▶ [EXERCISE BRIEF]: Can you repeat the records below with each "request" changed to "query" and nothing else altered?

▶ [DATASET CONTENT]:
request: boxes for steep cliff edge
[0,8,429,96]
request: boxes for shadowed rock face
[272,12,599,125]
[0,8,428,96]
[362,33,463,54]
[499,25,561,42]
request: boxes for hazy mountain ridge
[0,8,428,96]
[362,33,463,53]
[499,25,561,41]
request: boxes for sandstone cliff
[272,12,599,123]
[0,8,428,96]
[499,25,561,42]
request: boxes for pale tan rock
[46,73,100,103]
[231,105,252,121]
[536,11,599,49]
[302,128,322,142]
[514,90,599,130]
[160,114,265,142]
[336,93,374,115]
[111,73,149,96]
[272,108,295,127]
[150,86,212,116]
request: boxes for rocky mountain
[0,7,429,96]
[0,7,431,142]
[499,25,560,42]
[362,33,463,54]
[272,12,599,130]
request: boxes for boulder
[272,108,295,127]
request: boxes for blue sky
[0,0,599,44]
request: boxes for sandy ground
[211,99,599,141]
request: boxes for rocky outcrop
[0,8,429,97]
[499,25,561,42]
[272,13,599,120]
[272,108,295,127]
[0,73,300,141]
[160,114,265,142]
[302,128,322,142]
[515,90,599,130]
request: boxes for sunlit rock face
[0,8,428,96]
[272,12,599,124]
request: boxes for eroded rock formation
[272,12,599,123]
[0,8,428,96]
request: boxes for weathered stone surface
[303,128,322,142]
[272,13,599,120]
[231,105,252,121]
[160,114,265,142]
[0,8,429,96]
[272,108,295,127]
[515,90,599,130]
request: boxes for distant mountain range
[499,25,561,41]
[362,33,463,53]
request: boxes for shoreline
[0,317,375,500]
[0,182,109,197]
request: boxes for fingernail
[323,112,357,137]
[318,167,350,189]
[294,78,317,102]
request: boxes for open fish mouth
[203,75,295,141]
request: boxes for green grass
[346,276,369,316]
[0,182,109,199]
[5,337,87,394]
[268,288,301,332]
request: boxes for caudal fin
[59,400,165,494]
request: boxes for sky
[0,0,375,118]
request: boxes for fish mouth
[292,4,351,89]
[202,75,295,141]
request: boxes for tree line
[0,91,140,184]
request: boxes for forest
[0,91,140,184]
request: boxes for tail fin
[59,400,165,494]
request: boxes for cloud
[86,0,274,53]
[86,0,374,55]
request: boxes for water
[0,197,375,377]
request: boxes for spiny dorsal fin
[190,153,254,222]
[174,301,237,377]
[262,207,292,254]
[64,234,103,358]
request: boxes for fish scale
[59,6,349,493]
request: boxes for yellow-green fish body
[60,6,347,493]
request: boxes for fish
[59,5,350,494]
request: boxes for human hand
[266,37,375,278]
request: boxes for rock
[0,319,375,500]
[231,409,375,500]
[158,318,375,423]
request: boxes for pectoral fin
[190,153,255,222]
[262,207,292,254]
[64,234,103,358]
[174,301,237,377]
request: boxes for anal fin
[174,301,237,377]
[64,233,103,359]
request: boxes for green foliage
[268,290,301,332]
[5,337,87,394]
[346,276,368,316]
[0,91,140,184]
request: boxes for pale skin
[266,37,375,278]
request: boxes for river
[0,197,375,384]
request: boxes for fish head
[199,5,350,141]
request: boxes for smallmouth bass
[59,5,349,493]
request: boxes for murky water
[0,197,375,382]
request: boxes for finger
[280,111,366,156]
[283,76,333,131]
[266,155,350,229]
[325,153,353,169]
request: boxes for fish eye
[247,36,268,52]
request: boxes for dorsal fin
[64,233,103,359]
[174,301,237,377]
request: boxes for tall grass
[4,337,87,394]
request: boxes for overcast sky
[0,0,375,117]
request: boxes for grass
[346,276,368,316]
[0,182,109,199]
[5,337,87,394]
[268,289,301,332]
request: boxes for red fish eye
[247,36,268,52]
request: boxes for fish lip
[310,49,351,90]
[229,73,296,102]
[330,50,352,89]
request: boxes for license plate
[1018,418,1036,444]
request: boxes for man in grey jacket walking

▶ [TASK SOLUTION]:
query: boxes for steep cliff edge
[0,8,429,96]
query: boxes for shadowed rock face
[272,12,599,125]
[0,8,428,96]
[362,33,463,54]
[499,25,561,42]
query: boxes for hazy mountain ridge
[0,8,428,96]
[362,33,463,53]
[499,25,561,41]
query: boxes for sandstone cliff
[272,12,599,123]
[0,8,428,96]
[499,25,561,42]
query: boxes for pale tan rock
[46,73,100,103]
[231,105,252,121]
[536,11,599,49]
[302,128,322,142]
[514,90,599,130]
[160,114,265,142]
[336,93,374,115]
[111,73,149,96]
[272,108,295,127]
[150,86,212,116]
query: boxes for rocky mountain
[0,7,429,96]
[0,7,431,142]
[499,25,560,42]
[362,33,463,54]
[272,12,599,130]
query: boxes for boulder
[272,108,295,127]
query: boxes for blue sky
[0,0,599,44]
query: boxes for sandy ground
[211,99,599,141]
query: boxes for rocky outcrop
[0,8,429,97]
[499,25,561,42]
[272,13,599,120]
[272,108,295,127]
[0,73,300,141]
[160,114,265,142]
[302,128,322,142]
[515,90,599,130]
query: boxes for sunlit rock face
[0,8,428,96]
[272,12,599,124]
query: boxes for eroded rock formation
[272,12,599,123]
[0,8,428,96]
query: boxes for weathered stone surface
[303,128,322,142]
[272,13,599,120]
[231,105,252,121]
[160,114,265,142]
[0,8,429,96]
[272,108,295,127]
[515,90,599,130]
query: boxes for distant mountain range
[499,25,561,41]
[362,33,463,53]
query: boxes for shoreline
[0,317,375,500]
[0,182,109,197]
query: boxes for fingernail
[323,112,357,137]
[318,167,350,189]
[294,78,317,102]
query: boxes for open fish mouth
[203,75,295,141]
query: boxes for green grass
[346,276,369,316]
[0,182,109,199]
[5,337,87,394]
[268,288,301,332]
query: boxes for caudal fin
[59,400,165,494]
query: boxes for sky
[0,0,375,118]
query: boxes for fish mouth
[292,4,351,89]
[202,75,295,141]
query: boxes for tree line
[0,91,140,184]
query: boxes for forest
[0,91,140,184]
query: boxes for tail fin
[59,400,165,494]
query: boxes for cloud
[86,0,274,53]
[86,0,374,55]
query: boxes for water
[0,197,375,377]
query: boxes for spiny dorsal fin
[190,153,254,222]
[174,301,237,377]
[262,207,292,254]
[64,234,103,358]
query: boxes for fish scale
[59,6,349,493]
query: boxes for yellow-green fish body
[60,6,347,493]
query: boxes for fish
[59,5,350,494]
query: boxes for human hand
[266,37,375,278]
query: boxes for rock
[0,319,375,500]
[231,409,375,500]
[158,318,375,423]
query: boxes for pectoral fin
[190,153,255,222]
[262,207,292,254]
[64,234,103,358]
[174,301,237,377]
query: boxes for anal fin
[174,301,237,377]
[64,233,103,359]
query: boxes for green foliage
[268,290,301,332]
[5,337,87,394]
[346,276,368,316]
[0,91,140,184]
query: boxes for pale skin
[266,37,375,278]
query: boxes for river
[0,197,375,384]
query: boxes for fish head
[199,5,350,141]
query: boxes for smallmouth bass
[59,5,349,493]
query: boxes for murky water
[0,197,375,382]
query: boxes for finger
[280,111,366,156]
[283,76,333,131]
[266,155,350,229]
[325,153,353,169]
query: boxes for fish eye
[247,36,268,52]
query: boxes for dorsal fin
[64,233,103,359]
[174,301,237,377]
query: boxes for tall grass
[4,337,87,394]
query: boxes for overcast sky
[0,0,375,117]
query: boxes for grass
[346,276,368,316]
[0,182,109,199]
[5,337,87,394]
[268,289,301,332]
query: boxes for red fish eye
[247,36,268,52]
query: boxes for fish lip
[310,49,351,90]
[229,73,296,102]
[330,50,352,89]
query: boxes for license plate
[1018,418,1036,444]
query: boxes for man in grey jacket walking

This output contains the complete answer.